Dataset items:

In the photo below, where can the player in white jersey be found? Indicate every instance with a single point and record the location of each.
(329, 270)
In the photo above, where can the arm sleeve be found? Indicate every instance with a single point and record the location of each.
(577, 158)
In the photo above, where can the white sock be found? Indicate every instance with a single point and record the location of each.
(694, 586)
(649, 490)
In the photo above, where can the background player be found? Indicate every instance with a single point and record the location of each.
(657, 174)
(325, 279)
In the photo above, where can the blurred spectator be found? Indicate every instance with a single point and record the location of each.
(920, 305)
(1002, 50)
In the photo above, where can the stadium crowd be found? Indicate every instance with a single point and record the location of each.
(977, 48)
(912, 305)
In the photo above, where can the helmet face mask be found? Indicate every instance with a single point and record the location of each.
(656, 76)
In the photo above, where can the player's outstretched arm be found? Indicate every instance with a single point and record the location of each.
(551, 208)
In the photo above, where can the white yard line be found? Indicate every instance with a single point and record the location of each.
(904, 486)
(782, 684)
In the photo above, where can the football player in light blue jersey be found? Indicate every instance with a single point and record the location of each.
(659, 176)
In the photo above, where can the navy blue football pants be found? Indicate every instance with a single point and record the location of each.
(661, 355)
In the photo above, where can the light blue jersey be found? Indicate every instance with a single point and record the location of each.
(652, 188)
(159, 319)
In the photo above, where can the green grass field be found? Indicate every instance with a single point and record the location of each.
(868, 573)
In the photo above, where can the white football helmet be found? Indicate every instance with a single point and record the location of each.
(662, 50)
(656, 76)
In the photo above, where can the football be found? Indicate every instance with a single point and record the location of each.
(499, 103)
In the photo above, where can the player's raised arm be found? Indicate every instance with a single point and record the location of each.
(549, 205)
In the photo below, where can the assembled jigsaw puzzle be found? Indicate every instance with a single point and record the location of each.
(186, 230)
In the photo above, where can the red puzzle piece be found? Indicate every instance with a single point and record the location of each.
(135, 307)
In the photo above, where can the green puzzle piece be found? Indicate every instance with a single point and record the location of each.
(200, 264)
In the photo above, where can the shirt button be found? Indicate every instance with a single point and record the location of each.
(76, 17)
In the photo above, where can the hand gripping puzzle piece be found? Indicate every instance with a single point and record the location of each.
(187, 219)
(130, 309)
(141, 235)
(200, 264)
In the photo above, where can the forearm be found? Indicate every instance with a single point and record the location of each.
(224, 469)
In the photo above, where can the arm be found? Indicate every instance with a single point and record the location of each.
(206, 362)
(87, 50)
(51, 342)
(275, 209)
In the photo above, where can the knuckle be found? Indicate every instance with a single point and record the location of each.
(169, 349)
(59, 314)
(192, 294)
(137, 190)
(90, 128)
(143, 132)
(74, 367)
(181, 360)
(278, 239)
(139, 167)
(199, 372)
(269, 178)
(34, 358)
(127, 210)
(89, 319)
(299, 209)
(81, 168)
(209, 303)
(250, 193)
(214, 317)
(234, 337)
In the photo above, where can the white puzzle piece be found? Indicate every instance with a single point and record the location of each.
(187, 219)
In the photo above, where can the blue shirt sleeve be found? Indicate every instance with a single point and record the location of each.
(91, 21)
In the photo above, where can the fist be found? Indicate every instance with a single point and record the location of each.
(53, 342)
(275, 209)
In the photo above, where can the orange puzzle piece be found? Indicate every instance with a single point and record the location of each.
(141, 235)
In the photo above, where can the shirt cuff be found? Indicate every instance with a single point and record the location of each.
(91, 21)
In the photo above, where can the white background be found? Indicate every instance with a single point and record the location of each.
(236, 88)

◆ REQUIREMENT ◆
Copy the lines from the one with "In the photo above, where can the shirt cuff" through the end of the records, swapping "white background" for "plain backdrop" and leaving everything else the same.

◆ WRITTEN SOLUTION ◆
In the photo above, where can the shirt cuff be found? Indicate every instance with a single point and record the location of each.
(91, 21)
In the photo above, where can the plain backdrop be found? Indicate every instance with a single point and record the location of each.
(236, 88)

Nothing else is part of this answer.